**Activity**
Only the lines below between the ones containing "Target: wooden door" and "pixel 161 174", inclusive, are to be reproduced, each exactly as it stands.

**Material shown**
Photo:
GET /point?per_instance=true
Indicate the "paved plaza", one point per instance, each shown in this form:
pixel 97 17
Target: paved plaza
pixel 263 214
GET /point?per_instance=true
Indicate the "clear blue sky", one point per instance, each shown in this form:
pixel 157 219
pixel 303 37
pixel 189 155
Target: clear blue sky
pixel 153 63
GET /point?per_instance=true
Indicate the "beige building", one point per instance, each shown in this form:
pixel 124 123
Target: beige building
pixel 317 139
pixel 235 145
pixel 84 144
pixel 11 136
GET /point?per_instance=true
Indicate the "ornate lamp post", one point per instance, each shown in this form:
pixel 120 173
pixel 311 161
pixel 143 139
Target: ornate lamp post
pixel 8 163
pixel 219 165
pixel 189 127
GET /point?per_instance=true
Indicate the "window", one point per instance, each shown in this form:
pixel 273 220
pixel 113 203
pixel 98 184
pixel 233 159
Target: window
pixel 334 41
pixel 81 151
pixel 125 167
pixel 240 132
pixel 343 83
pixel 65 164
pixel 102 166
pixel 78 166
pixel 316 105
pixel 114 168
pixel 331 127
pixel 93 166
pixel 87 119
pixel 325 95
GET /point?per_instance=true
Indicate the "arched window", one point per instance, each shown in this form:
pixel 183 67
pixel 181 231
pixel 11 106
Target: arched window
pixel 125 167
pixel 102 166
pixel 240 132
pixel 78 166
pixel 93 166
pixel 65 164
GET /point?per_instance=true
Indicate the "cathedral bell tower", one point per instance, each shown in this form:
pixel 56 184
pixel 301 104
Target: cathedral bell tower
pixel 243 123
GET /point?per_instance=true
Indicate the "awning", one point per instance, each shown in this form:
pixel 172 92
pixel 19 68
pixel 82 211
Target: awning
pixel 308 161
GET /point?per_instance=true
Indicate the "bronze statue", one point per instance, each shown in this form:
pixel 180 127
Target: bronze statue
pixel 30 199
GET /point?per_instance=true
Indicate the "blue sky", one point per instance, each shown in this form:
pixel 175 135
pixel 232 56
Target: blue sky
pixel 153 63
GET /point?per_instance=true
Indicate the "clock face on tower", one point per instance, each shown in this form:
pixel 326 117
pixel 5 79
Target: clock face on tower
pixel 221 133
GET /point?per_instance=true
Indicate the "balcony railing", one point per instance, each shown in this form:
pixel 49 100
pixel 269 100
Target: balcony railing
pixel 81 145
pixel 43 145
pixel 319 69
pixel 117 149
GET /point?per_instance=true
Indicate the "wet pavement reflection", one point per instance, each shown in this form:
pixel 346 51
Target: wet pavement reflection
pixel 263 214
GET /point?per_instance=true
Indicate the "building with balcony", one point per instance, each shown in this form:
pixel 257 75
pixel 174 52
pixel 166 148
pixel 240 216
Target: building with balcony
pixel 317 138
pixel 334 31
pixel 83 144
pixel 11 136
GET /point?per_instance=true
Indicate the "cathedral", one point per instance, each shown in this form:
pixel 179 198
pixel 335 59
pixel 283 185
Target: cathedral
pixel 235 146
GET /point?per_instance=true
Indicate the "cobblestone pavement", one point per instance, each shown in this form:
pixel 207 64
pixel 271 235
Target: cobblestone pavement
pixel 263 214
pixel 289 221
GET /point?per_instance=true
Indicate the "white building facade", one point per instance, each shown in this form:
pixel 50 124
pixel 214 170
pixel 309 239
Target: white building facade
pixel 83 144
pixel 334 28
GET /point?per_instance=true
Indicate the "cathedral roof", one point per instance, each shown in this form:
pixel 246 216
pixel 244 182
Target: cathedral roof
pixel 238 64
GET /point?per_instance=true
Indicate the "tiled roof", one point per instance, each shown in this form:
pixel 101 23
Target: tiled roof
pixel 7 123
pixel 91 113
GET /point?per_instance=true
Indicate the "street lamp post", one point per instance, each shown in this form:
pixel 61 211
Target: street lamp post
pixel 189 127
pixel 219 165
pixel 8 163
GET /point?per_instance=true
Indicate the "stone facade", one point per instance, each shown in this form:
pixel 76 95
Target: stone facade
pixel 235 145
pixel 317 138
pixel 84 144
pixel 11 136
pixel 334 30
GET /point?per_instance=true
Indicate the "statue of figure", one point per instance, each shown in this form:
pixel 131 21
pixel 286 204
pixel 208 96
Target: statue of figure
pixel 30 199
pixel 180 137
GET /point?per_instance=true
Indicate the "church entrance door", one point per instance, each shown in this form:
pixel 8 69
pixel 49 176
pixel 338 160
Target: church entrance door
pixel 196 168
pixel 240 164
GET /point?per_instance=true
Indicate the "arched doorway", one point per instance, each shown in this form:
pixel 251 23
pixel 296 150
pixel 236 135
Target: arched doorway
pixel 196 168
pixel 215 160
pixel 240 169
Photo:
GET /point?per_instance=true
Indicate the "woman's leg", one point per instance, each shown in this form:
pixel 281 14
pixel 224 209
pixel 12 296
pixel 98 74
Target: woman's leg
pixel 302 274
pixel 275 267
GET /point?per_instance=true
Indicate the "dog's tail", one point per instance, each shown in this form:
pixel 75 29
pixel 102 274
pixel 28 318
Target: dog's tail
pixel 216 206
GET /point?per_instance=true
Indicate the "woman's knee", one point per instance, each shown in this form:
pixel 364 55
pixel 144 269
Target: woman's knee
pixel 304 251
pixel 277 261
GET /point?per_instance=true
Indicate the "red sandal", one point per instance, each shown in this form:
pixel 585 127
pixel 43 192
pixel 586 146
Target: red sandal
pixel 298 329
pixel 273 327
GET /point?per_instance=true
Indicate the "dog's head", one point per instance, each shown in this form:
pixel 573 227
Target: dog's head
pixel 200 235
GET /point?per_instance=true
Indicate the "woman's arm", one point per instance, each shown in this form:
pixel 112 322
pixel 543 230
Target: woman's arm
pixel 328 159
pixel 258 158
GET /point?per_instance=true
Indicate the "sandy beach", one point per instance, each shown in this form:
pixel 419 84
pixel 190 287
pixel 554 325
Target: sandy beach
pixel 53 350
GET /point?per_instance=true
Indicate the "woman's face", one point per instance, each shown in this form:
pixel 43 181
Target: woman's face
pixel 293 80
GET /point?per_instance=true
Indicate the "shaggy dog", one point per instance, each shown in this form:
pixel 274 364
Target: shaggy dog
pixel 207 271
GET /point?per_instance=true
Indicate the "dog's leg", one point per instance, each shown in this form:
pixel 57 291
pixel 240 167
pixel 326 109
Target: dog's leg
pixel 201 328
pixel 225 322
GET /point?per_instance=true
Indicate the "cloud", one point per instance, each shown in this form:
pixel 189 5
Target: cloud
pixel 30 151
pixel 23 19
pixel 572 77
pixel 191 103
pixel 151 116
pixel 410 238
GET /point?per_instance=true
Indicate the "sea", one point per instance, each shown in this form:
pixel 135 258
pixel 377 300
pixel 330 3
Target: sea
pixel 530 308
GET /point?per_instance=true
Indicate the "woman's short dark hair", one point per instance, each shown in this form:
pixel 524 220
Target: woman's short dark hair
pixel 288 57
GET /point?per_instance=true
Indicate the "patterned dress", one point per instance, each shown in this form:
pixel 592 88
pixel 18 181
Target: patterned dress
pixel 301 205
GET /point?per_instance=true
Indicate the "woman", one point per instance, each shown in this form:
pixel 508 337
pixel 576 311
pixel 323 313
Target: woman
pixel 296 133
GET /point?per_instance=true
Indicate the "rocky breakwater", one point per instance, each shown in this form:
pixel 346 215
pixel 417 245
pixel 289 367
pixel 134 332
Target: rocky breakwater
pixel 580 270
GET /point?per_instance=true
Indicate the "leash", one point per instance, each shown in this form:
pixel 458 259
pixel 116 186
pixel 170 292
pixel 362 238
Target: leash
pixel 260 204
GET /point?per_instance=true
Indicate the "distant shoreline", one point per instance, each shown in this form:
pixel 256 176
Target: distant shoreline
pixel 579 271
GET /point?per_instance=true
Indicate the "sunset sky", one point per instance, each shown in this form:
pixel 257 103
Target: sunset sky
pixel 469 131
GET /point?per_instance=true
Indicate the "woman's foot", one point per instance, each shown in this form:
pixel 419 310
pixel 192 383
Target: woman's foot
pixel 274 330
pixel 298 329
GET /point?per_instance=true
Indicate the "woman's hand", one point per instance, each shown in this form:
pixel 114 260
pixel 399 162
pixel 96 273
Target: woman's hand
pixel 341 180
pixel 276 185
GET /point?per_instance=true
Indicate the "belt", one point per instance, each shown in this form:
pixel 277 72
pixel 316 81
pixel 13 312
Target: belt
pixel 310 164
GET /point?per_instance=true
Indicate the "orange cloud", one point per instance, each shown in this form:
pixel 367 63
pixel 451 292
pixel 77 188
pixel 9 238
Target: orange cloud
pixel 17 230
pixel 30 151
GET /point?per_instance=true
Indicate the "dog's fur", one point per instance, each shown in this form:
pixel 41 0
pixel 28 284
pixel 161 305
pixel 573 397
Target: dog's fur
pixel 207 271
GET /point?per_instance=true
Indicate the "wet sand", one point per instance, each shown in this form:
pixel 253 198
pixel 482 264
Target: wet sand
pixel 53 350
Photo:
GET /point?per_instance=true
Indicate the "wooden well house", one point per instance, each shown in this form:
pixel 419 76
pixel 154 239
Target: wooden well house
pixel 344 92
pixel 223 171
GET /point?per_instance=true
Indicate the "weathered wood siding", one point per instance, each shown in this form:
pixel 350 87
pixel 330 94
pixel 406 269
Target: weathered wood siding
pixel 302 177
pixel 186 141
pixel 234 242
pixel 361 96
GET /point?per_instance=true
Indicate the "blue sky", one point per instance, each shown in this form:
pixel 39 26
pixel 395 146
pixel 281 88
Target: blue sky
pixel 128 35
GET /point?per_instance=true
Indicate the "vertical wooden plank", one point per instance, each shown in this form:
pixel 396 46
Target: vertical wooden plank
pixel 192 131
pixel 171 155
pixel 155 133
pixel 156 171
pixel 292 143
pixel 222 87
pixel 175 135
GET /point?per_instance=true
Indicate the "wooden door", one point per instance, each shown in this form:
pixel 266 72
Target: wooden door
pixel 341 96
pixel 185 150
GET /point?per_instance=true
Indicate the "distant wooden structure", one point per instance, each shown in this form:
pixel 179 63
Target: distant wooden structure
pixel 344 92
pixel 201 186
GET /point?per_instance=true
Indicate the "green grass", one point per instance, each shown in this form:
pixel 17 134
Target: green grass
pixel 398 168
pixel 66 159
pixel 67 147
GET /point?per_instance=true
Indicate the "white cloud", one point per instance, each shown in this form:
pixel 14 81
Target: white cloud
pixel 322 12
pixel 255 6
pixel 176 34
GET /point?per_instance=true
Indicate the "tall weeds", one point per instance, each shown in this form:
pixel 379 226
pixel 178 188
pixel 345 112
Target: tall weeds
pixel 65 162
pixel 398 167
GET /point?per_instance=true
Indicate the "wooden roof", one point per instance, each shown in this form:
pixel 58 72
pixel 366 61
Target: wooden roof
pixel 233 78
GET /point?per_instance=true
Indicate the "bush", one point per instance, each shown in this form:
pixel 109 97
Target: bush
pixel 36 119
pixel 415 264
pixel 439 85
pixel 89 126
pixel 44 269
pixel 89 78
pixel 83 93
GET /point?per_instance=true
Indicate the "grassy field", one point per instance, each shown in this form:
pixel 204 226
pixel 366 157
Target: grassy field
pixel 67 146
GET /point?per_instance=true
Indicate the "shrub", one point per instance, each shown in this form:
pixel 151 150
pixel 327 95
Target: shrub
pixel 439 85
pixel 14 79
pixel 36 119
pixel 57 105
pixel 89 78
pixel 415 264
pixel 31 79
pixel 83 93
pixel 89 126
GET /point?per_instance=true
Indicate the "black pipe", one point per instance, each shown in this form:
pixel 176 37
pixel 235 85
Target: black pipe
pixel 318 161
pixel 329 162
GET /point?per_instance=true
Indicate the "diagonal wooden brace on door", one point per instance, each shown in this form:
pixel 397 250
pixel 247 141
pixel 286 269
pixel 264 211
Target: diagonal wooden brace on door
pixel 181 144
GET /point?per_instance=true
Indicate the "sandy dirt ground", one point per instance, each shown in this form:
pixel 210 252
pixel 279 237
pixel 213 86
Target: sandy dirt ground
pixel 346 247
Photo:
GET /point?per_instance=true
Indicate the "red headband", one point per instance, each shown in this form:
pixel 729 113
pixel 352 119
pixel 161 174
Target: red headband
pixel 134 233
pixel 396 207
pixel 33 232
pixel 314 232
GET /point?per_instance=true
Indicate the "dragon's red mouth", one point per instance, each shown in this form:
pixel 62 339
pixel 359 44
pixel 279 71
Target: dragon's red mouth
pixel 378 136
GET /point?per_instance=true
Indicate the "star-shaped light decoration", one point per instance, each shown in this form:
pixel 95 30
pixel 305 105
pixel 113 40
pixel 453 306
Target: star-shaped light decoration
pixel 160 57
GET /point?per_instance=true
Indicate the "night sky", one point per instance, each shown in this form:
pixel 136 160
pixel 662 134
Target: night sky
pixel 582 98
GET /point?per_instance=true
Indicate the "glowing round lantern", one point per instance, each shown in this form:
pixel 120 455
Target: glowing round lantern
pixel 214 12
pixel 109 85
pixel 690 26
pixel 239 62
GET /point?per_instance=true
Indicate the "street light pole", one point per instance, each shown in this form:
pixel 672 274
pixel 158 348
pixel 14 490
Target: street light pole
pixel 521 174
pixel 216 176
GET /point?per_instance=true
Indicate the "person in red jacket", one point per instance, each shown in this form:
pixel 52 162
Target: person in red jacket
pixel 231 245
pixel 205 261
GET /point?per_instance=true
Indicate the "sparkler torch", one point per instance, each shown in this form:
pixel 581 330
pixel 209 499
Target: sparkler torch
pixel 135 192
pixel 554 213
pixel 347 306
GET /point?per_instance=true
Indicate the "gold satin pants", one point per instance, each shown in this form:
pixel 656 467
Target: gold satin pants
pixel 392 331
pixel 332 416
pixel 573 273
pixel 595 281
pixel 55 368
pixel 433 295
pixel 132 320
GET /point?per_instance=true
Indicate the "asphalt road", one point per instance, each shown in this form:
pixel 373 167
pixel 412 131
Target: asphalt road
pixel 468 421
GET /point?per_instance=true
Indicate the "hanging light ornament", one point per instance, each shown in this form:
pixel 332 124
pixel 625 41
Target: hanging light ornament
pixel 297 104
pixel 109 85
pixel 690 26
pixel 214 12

**Worked solution**
Target: wooden door
pixel 341 96
pixel 185 150
GET /point?per_instance=true
Indicate the "distant wooden structure", one point per instance, each shown in this form:
pixel 179 63
Target: distant wooden structure
pixel 344 92
pixel 201 186
GET /point?per_instance=true
Indicate the "green grass", one point per instance, each shown in this form:
pixel 17 134
Target: green grass
pixel 398 168
pixel 66 159
pixel 67 147
GET /point?per_instance=true
Indicate the "white cloud", one point per instance, each shown in this form:
pixel 14 81
Target: white cloud
pixel 322 12
pixel 255 6
pixel 176 34
GET /point?per_instance=true
Indicate the "tall weeds", one point per instance, each shown in this form:
pixel 379 226
pixel 178 188
pixel 345 112
Target: tall weeds
pixel 65 162
pixel 398 167
GET /point?per_instance=true
Indicate the "wooden roof", one point per instance, each shown in this form:
pixel 58 72
pixel 366 61
Target: wooden roof
pixel 233 78
GET /point?per_instance=true
Indicate the "bush", one point per instance, each shown in this form:
pixel 109 97
Target: bush
pixel 36 119
pixel 415 264
pixel 439 85
pixel 89 126
pixel 44 269
pixel 89 78
pixel 83 93
GET /point?per_instance=true
Indicate the "grassy field", one point per instance, each shown in this form:
pixel 204 226
pixel 366 157
Target: grassy field
pixel 67 146
GET /point?per_instance=true
Indicate the "shrub", one point per instance, each shown in this form:
pixel 151 150
pixel 327 95
Target: shrub
pixel 439 85
pixel 14 79
pixel 36 119
pixel 57 105
pixel 89 78
pixel 415 264
pixel 31 79
pixel 83 93
pixel 89 126
GET /point?per_instance=true
Indicate the "black pipe", one point per instance, each shown in this form:
pixel 176 37
pixel 235 85
Target: black pipe
pixel 318 161
pixel 329 162
GET /point?per_instance=true
Indicate the "diagonal wooden brace on door", one point per instance, each shown in this form:
pixel 397 250
pixel 247 141
pixel 286 269
pixel 264 211
Target: diagonal wooden brace on door
pixel 181 144
GET /point?per_instance=true
Indicate the "sandy dirt ground", one point per instance, each shown in this form:
pixel 210 252
pixel 279 237
pixel 213 86
Target: sandy dirt ground
pixel 346 247
Photo:
GET /point?per_instance=true
Indicate the "red headband", one point per instance, each shown in this form:
pixel 729 113
pixel 352 119
pixel 161 174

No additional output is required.